#### DO THIS:
Transcribe the entries below word for word, keeping each line intact.

#### GIVEN INFORMATION:

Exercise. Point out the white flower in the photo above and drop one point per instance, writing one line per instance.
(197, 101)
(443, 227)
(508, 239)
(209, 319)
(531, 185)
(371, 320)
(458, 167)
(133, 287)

#### WRITTEN ANSWER:
Exercise. Point out the white flower in the photo above and drop one point per instance, writing one line per instance.
(197, 101)
(443, 227)
(508, 239)
(209, 319)
(531, 185)
(371, 320)
(458, 167)
(133, 287)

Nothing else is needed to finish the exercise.